### 課題説明
後に示す『宇宙戦争』のラジオ放送に関する文章を2文で要約せよ。

### 読解文
------------------------------
【タブー】オーソン・ウェルズを一躍有名にした火星人襲来のラジオ放送の音源を聴く! リスナーは実際にパニックを起こしたのか? ヒンデンブルク号爆発事故のラジオ放送の音源!

◼️『宇宙戦争』(The War of the Worlds)は、1938年にアメリカ合衆国で放送されたラジオ番組で、俳優オーソン・ウェルズがH・G・ウェルズのSF小説『宇宙戦争』を脚色し朗読した。

放送をきいた人々が火星人の襲来を事実と信じこんでパニックが起きたという説は、現在では根拠のない都市伝説として否定されている。

「パニック」説をもとにした風刺画。ミュンヘン会談により緊張が高まった現実世界を男性が笑っているが、ラジオドラマをきいてパニックを起こしている(1939年)


◼️概要

1938年10月30日、アメリカのラジオ番組『マーキュリー放送劇場(英語: The Mercury Theatre on the Air)』の中でハロウィン前夜の特別番組として放送された。

番組は、音楽中継の途中で火星人襲来の緊急ニュースが報じられるという体裁になっており、物語の舞台はアメリカ合衆国に実在する地名に改変されていた。
------------------------------
### データセット部

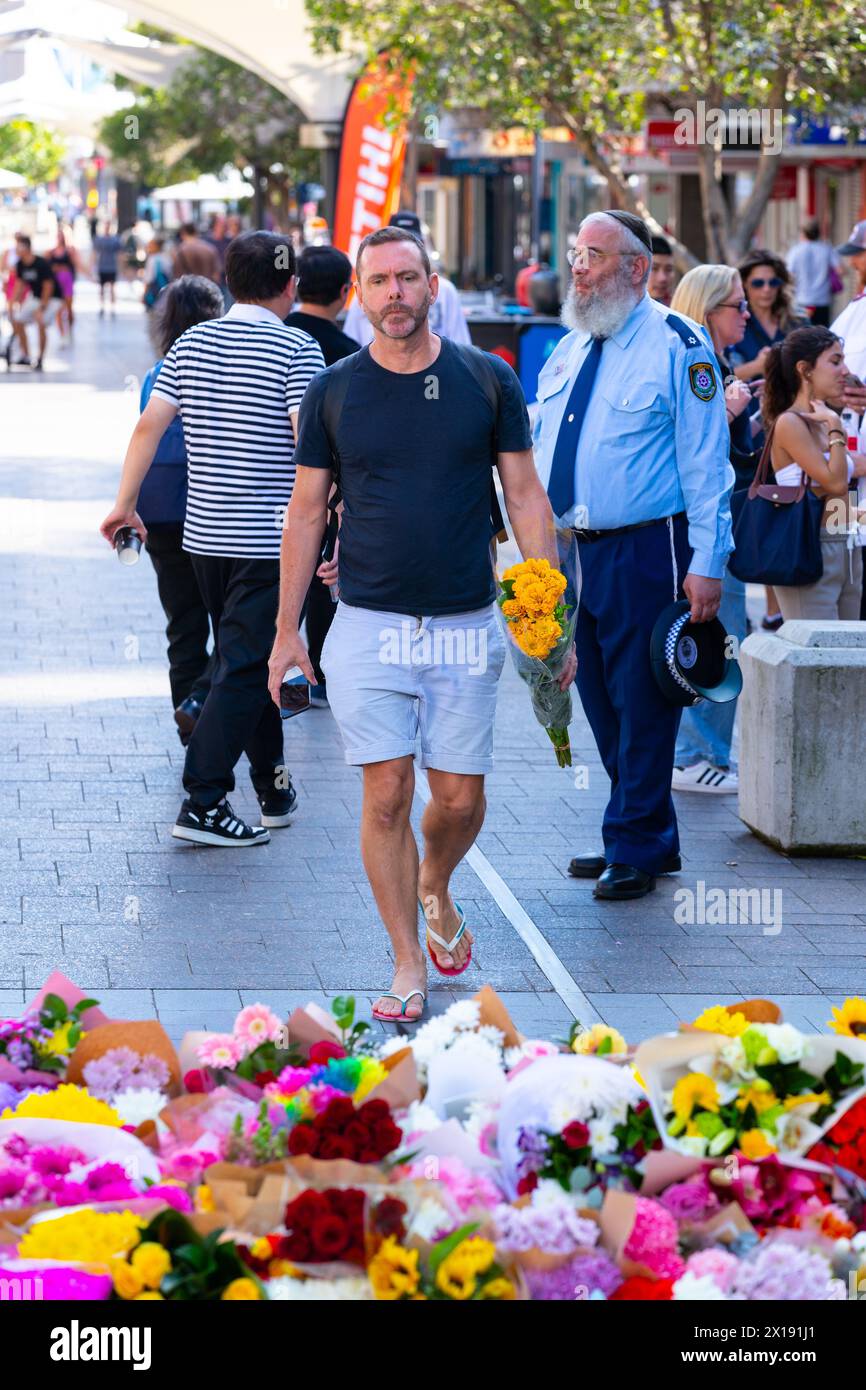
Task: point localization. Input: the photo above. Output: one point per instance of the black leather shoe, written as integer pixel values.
(622, 881)
(185, 716)
(590, 866)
------------------------------
### 解答例
『宇宙戦争』は、1938年10月30日にアメリカのラジオ番組『マーキュリー放送劇場』でハロウィン前夜の特別番組として放送されたもので、俳優オーソン・ウェルズがH・G・ウェルズのSF小説を脚色し朗読した。番組は音楽中継の途中で火星人襲来の緊急ニュースが報じられる体裁をとり、舞台はアメリカ合衆国に実在する地名に改変されていたが、放送を聞いた人々がパニックを起こしたという説は、現在では根拠のない都市伝説として否定されている。